- **Exercise instructions**: Reproduce the entries shown below only from the line with "Target: wooden floor" down to the line with "indicate the herringbone", keeping both end lines and copying each one exactly.

- **Records for the exercise**:
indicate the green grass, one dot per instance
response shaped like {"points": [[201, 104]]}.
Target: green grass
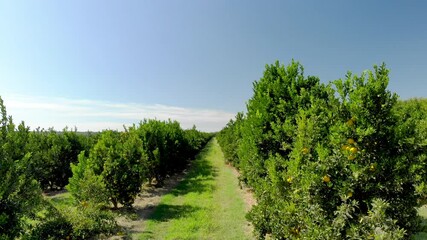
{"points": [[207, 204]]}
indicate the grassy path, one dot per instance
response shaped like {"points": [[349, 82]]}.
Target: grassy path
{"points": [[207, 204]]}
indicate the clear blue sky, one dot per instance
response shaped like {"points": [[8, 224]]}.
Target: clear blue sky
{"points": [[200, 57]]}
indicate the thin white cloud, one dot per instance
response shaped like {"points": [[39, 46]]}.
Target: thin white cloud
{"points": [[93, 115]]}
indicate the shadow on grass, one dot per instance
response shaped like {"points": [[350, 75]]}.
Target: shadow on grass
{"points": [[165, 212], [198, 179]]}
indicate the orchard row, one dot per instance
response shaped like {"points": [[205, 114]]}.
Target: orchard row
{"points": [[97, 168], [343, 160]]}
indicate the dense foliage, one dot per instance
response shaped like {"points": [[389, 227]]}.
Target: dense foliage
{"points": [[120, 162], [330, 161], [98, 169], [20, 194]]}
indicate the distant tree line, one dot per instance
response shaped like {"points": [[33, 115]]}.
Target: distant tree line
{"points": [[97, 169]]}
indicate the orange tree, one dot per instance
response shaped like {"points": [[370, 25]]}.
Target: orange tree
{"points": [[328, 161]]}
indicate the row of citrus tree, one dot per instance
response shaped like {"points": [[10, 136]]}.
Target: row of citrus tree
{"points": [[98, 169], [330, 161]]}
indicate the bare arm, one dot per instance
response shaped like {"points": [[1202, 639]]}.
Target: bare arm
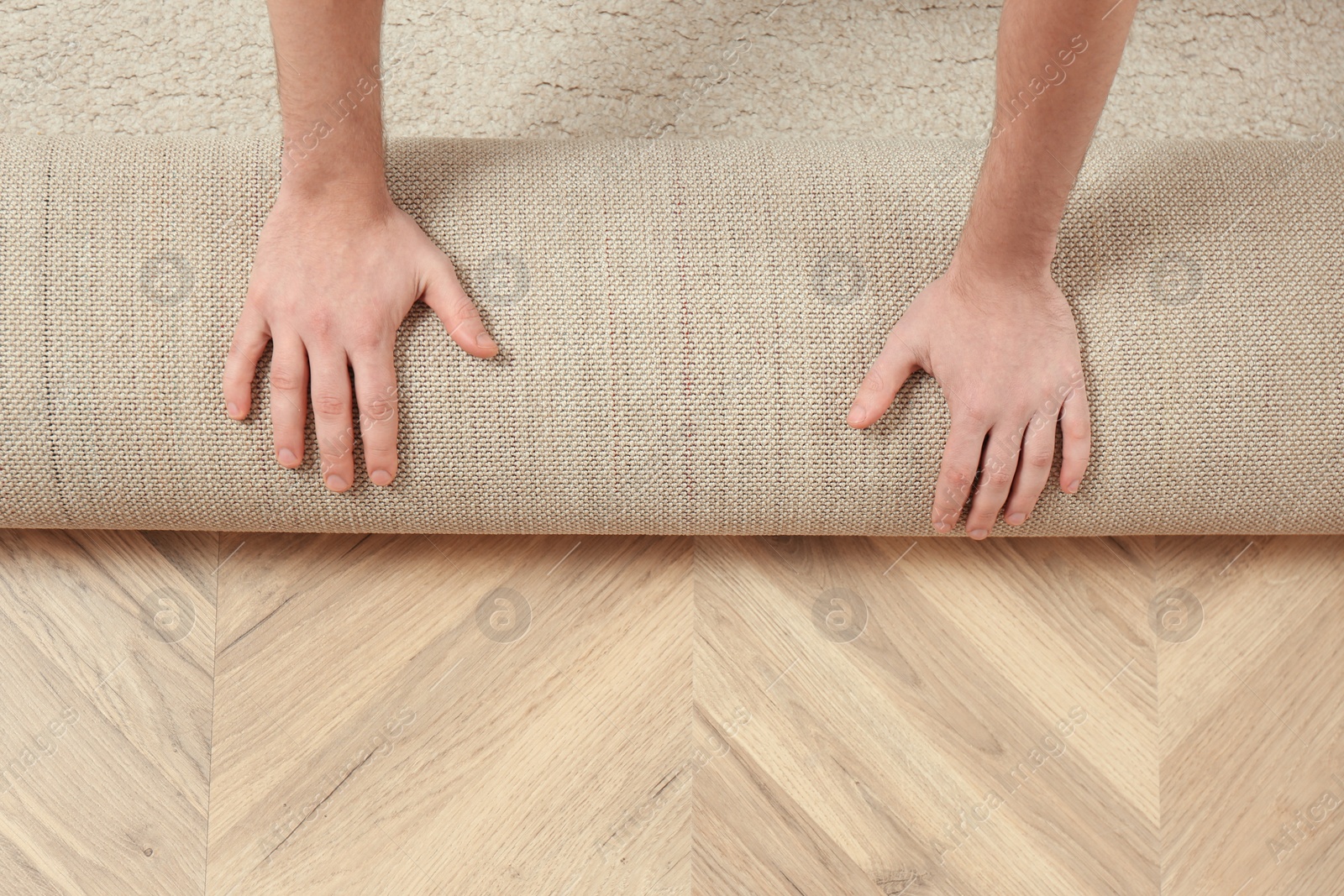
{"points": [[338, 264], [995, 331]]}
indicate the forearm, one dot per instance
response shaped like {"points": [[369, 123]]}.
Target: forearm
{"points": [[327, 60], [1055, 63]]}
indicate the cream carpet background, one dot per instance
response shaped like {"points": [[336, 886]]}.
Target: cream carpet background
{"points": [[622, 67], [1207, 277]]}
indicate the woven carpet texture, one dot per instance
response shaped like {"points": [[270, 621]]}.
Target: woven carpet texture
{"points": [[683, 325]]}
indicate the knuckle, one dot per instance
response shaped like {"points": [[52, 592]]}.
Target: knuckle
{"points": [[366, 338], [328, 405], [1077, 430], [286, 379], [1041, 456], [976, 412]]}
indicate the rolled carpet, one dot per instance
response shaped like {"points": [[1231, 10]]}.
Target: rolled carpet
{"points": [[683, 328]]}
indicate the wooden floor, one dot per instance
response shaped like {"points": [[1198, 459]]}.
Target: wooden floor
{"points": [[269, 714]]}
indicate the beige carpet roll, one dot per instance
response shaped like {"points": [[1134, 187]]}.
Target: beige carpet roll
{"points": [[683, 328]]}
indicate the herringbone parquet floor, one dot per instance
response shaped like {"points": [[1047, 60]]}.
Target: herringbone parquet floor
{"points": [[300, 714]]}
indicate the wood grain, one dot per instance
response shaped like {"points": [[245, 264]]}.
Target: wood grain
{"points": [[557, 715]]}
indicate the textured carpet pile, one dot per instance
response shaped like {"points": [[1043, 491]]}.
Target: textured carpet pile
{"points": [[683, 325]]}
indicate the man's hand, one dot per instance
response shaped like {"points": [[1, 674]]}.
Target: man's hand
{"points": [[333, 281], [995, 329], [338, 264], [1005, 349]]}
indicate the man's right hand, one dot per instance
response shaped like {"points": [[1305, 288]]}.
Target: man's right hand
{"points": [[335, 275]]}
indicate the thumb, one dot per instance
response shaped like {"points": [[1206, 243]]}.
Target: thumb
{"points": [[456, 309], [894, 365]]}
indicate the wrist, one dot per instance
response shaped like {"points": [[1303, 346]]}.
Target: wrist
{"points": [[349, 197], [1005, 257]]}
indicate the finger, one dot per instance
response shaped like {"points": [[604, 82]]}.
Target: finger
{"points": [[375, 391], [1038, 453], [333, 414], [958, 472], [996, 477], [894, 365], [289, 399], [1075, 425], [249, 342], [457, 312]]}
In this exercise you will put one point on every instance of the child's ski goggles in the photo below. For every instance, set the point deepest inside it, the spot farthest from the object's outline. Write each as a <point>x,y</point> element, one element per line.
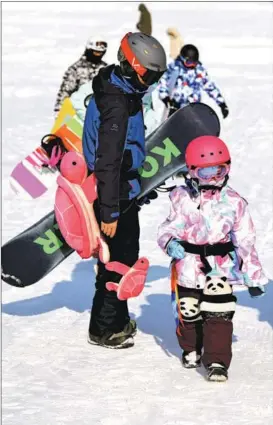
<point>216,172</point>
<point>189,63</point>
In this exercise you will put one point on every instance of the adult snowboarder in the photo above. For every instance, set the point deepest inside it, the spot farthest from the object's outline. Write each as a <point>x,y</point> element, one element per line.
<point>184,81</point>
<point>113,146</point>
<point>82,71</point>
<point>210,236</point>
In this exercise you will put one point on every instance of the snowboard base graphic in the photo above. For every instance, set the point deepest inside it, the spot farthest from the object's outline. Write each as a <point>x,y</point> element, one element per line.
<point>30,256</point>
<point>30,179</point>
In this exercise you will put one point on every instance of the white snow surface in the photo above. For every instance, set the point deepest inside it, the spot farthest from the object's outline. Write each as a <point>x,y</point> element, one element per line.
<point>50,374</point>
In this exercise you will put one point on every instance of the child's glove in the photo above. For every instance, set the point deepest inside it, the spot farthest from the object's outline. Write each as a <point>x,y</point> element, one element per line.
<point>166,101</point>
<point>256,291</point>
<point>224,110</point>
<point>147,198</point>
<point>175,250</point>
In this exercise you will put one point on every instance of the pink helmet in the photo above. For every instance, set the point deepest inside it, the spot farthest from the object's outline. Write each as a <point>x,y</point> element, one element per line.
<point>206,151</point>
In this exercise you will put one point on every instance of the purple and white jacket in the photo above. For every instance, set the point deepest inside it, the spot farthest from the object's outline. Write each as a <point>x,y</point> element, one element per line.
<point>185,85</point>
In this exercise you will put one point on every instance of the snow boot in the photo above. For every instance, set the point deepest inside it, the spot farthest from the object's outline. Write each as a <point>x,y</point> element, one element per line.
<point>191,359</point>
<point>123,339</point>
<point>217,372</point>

==

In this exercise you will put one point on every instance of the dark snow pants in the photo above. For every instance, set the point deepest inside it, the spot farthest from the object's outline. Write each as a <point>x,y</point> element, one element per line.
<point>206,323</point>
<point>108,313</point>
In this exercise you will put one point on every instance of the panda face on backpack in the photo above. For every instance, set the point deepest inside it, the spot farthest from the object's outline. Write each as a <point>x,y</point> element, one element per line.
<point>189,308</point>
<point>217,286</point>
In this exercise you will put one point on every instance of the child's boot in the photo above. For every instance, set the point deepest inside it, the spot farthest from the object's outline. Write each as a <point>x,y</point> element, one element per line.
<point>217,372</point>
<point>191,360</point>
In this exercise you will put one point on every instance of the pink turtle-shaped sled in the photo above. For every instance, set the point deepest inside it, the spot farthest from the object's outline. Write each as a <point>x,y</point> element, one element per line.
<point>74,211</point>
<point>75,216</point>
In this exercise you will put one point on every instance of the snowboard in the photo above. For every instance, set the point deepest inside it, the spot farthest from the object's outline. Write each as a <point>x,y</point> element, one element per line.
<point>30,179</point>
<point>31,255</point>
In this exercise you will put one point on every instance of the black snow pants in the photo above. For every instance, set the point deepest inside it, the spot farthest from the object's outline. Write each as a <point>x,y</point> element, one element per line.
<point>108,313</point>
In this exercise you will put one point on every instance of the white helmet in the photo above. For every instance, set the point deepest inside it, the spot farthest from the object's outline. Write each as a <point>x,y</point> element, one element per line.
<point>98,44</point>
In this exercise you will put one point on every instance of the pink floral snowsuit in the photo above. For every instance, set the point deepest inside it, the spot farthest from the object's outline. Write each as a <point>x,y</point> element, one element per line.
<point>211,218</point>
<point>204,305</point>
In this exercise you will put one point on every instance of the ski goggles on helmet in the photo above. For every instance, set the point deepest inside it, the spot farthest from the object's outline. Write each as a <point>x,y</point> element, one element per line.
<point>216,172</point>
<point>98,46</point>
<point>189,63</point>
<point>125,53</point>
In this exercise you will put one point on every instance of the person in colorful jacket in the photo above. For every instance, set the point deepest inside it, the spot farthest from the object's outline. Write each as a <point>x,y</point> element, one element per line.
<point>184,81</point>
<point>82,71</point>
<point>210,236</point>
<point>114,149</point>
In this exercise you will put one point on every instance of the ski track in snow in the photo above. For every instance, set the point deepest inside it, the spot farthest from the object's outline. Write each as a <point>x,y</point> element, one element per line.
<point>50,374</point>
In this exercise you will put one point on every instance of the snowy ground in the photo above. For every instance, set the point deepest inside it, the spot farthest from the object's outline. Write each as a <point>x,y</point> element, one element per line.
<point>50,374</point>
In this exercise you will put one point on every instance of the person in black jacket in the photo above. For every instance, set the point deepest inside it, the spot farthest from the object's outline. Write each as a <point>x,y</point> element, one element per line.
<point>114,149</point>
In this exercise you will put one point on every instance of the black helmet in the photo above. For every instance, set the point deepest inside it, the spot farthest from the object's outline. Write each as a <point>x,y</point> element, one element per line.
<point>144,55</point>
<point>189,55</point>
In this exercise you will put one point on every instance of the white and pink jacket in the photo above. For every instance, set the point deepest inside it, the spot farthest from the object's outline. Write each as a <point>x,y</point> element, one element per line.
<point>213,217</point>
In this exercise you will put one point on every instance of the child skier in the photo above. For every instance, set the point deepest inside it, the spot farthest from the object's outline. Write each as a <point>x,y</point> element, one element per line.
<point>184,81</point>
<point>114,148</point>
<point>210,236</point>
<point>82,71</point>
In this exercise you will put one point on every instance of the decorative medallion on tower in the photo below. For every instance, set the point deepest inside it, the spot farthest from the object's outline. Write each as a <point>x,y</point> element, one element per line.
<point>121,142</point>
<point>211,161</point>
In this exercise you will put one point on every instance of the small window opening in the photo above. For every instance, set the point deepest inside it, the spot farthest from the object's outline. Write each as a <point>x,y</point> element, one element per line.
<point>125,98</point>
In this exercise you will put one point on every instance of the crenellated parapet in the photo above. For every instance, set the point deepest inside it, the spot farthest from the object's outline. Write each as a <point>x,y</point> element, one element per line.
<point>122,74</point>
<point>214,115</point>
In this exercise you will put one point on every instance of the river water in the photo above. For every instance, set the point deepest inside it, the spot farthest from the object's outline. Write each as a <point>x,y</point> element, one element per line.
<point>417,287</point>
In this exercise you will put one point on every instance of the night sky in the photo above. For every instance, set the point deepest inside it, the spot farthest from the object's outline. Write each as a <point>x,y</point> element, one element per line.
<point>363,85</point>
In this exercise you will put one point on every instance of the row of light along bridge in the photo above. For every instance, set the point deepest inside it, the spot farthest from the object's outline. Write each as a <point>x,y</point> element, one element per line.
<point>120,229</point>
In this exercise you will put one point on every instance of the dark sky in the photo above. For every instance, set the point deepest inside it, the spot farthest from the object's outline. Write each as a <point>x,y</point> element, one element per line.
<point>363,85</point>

* * *

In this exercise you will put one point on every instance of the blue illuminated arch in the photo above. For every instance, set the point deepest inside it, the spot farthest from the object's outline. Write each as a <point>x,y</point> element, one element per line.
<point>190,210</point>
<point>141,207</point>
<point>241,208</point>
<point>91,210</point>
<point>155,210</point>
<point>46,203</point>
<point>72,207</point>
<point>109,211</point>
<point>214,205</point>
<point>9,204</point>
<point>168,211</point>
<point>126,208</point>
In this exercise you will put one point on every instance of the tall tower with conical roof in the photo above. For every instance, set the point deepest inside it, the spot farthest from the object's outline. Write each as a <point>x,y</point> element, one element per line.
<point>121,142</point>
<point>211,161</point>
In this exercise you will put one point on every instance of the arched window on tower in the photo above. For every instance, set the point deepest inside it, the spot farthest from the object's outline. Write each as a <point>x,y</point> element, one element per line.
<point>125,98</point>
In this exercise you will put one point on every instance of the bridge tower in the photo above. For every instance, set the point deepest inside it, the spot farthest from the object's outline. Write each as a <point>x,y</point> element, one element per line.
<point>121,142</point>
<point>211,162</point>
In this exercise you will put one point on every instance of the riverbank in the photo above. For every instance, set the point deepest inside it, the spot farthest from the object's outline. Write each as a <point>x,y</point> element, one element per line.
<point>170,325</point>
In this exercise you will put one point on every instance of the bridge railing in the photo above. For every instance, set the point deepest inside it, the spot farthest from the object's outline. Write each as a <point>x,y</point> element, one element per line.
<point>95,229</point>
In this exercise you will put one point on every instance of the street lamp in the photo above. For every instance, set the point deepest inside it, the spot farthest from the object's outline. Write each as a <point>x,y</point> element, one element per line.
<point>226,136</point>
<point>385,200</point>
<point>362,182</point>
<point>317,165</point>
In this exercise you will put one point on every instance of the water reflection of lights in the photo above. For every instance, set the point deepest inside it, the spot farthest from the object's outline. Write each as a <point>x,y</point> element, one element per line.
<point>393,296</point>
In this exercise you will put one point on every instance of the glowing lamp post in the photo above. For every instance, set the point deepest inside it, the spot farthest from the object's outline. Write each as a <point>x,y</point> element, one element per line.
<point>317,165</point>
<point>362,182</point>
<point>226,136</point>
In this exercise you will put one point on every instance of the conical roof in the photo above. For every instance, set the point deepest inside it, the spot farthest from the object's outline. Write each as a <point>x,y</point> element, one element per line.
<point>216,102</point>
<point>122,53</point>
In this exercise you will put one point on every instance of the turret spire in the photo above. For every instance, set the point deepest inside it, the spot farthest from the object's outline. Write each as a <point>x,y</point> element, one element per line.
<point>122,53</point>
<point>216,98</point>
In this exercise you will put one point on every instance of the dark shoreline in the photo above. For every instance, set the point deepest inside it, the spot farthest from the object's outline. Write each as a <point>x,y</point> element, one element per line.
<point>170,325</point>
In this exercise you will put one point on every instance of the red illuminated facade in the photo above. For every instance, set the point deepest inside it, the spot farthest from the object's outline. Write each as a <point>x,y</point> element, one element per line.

- **Result of this exercise**:
Target: wooden floor
{"points": [[269, 714]]}
indicate the beige carpet roll, one dot per instance
response shaped like {"points": [[1134, 187]]}.
Target: beige carpet roll
{"points": [[683, 328]]}
indicate the herringbone parquet floor, one dot per instance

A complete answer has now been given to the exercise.